### Raw data
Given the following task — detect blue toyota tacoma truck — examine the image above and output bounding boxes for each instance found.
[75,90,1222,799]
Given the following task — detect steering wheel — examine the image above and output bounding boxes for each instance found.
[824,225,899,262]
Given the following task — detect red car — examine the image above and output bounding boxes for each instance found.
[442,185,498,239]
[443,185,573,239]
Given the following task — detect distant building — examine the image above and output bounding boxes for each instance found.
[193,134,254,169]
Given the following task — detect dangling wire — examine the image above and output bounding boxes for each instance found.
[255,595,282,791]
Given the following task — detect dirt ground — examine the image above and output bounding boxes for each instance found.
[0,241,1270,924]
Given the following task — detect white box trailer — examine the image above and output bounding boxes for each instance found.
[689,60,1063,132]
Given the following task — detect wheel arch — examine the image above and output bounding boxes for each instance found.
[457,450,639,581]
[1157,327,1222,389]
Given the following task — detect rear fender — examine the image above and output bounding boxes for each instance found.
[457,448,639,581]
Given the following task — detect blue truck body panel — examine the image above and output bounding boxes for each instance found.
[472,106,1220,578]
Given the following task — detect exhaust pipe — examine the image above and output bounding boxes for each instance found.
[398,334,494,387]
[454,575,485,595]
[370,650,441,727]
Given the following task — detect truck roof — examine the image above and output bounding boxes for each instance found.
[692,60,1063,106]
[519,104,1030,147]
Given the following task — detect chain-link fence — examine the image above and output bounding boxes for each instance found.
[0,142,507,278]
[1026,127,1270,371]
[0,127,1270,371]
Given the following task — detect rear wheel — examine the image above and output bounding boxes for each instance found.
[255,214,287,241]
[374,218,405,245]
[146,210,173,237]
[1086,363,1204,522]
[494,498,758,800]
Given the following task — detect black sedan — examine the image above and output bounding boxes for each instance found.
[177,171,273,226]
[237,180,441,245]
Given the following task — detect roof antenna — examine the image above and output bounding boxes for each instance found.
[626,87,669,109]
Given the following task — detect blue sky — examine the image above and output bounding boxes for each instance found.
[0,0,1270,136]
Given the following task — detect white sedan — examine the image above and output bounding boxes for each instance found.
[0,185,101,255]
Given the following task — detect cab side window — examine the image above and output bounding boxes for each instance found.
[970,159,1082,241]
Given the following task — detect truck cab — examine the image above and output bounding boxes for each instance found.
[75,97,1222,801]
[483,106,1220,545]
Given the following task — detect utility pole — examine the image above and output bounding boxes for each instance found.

### What is asked
Rewrite every item above as a numbered list, leaving out any blank lines.

### Task solution
1. Given the following task — detect blue toyota tacoma truck — examine the image above and output bounding boxes for each instance found.
2. [75,90,1222,799]
3. Given the following task — detect steering wheel — examine the image above and output bounding boxes for each instance found.
4. [824,225,899,262]
5. Given the following task — detect red car — examine the image above and output bounding boxes for each instance found.
6. [442,185,498,239]
7. [443,185,573,239]
8. Given the following task — detect distant building — examine the image above and output bounding boxes for each instance found.
9. [193,134,254,169]
10. Given the following task — detect dangling wire — examine the image above and output bounding boxes for each instance found.
11. [255,595,282,791]
12. Given the following task — detect dirt ground — examine the image above and output bounding boxes for each instance found.
13. [0,241,1270,924]
14. Given the following task — detect white box trailer — examine the image above and output bounding boxes for each instance found.
15. [689,60,1063,132]
16. Given the following task — detect wheel arch — examine the image above and output bounding boxes for each instance found.
17. [457,450,639,581]
18. [1157,327,1222,389]
19. Given the following task — detect rear fender — examine the image above and output bounding boxes for each instance found.
20. [457,448,639,581]
21. Given the following task — detect blue truck body panel — examine the image above and output bounding boxes for each instance found.
22. [472,106,1220,578]
23. Given the following task — detect exhaust pipe — examine the image above and output bounding boxes for each instance found.
24. [398,334,494,387]
25. [454,575,485,595]
26. [370,650,441,727]
27. Given the following task — detect truck roof — examine the image above and output bounding boxes for each instance found.
28. [692,60,1063,106]
29. [519,104,1030,147]
30. Given the following task — detect chain-link fence — examine the image above and output bounding boxes for each instance found.
31. [0,142,507,278]
32. [1026,127,1270,371]
33. [0,127,1270,371]
34. Given the following task — detect rear wheel — examine the image above and output bounding boxes for each instance found.
35. [255,214,287,241]
36. [374,218,405,245]
37. [146,210,173,237]
38. [1086,363,1204,522]
39. [494,498,758,800]
40. Given the following task — detect black sedan — examine the image above and output bounding boxes for each instance found.
41. [177,171,273,226]
42. [237,180,441,245]
43. Given the following task — detect roof antenna — examine the image above and output bounding boxes for each instance found.
44. [626,87,669,109]
45. Given the following task — detect blue sky — examine the image above and output bounding boxes for each instance found.
46. [0,0,1270,136]
47. Given the following task — detect white sedan — examine the image above and output bounding boxes for each instance found.
48. [0,185,101,255]
49. Given the following task — detect cab side window — examine the image above and output bounding boxes for each instance found.
50. [970,159,1082,241]
51. Given the following task — detect truck cab — examine the image above and output bounding boxes for each instance found.
52. [75,97,1222,801]
53. [483,106,1220,545]
54. Given the following task — detect utility pole — examine the image above and output bounding boxes for each instance found.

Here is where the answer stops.